Selection

☆ ☆ ☆ ☆ ☆ ☆ ☆

What follows is my reply to an email I received with the subject line “How to accept how unlucky and lonely i’m ?”. The identity of my correspondent shall remain a secret. Please note that part of the content is for adults: some words and concepts might be inappropriate or unsafe for sensitive groups or settings.

I have received such emails before (not sure why) though I only now realise this is a topic that needs to be addressed in public. I am thus publishing this in hope of helping others who go through similar experiences and are troubled by the thoughts pertinent to them.


Myself a programmer. I like programming , but i also like other stuffs such as bodybuilding (although i’ve not done yet ). But my life is very very lonely, I’ve 0 friends, i’ve never experienced a girlfriend , never hugged pathetic soul.

When i walk in road, i see two couples talking happily , walking eating, riding bike, posting on facebook. I’m 29 age now and I’m virgin.

I dont use any social media, i’m pursuing computer science . I feel so jeleous by looking others, that i literally want to hurt myself . I feel like i’ve missed my young age, when some people yell about my loneliness would be rather be homosexual or asexual instead. Because of virgin myself, i also want to marry to virgin girl , such thoughts comes.

I do watch porn and mastrubate about 5 6 times a day, it feels like daily habit like eating food . feels so unhappy , pathetic my life is.

How can i motivate myself?

You are not unlucky

Let’s start with the subject of your message:

How to accept how unlucky and lonely i’m ?

You describe yourself as unlucky, which suggests that you have already made up your mind about this state of affairs. The inference is that you think of people who are not like you as being the lucky ones. Are they though? Are you truly without any luck? Has God forsaken you or are you simply not making an objective assessment of the factors of the case?

You write that you are a programmer, who likes programming, and who is pursuing computer science. To me these sound like descriptors of a lucky person. Not everyone has the skills to be a programmer: it takes a certain kind of mental capacity and character. Just like not everyone can be an artist, a nurse, a comedian, a sportsperson, a philosopher… Each one has something unique and special in their own way. What would life be without programmers or engineers and scientists in general? What would it be like if we had no artists, nurses, comedians, sportspeople, and philosophers? Everyone matters.

Furthermore, you are lucky to be able to pursue computer science. Not everyone has the luxury or chance in life to commit to what they like or are good at.

Put differently, you are overestimating the value of what you lack and are not appreciating what you have. Why would you do that? Why would you not recognise your qualities as special?

Learn to live with what you have. Be satisfied with less. The desire for more is insatiable and will always burden you.

The upside of your subject line is that you use the word “accept”. You recognise that there currently is a mismatch between your actuality and your wants. This means that you have already made the first step in the right direction.

You are not in control of everything

There is this cultural construct that each of us is the master of their own destiny. We have free will and basically whatever we get in life is what we deserve. I think this is untrue. Yes, there is the relevant epiphenomenon, or else a kernel of what appears to be freedom of volition, involved in our life but the fact is that we do not control most of the factors that apply to our case.

☆ ☆ ☆ ☆ ☆ ☆ ☆

Supplied information
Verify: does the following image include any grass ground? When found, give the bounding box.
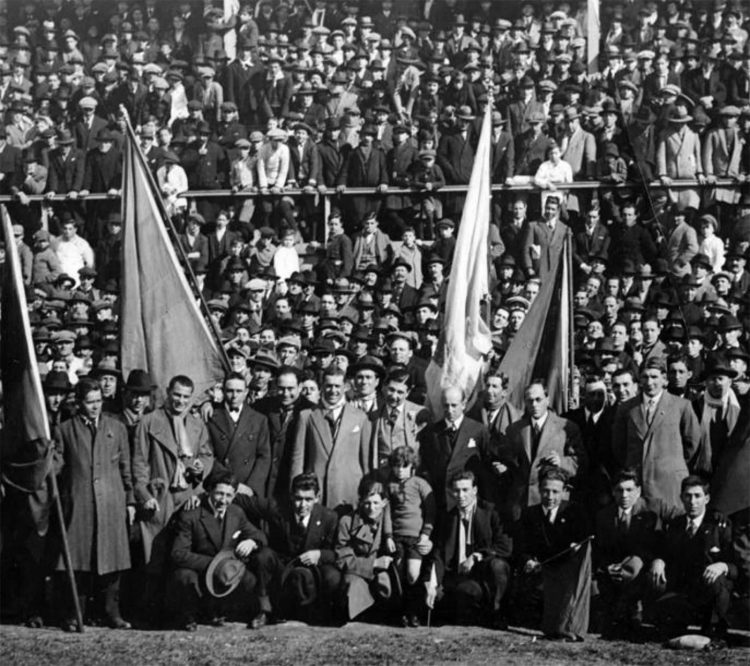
[0,622,750,666]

☆ ☆ ☆ ☆ ☆ ☆ ☆

Directive A
Reproduce the stretch of the reply about loneliness from "I dont use any" through "i motivate myself?", word for word.
Directive B
Render this sentence from the reply about loneliness in Spanish: "The desire for more is insatiable and will always burden you."
The data has no role in this work.

Full response A
I dont use any social media, i’m pursuing computer science . I feel so jeleous by looking others, that i literally want to hurt myself . I feel like i’ve missed my young age, when some people yell about my loneliness would be rather be homosexual or asexual instead. Because of virgin myself, i also want to marry to virgin girl , such thoughts comes.

I do watch porn and mastrubate about 5 6 times a day, it feels like daily habit like eating food . feels so unhappy , pathetic my life is.

How can i motivate myself?

Full response B
El deseo de tener más es insaciable y siempre será una carga para ti.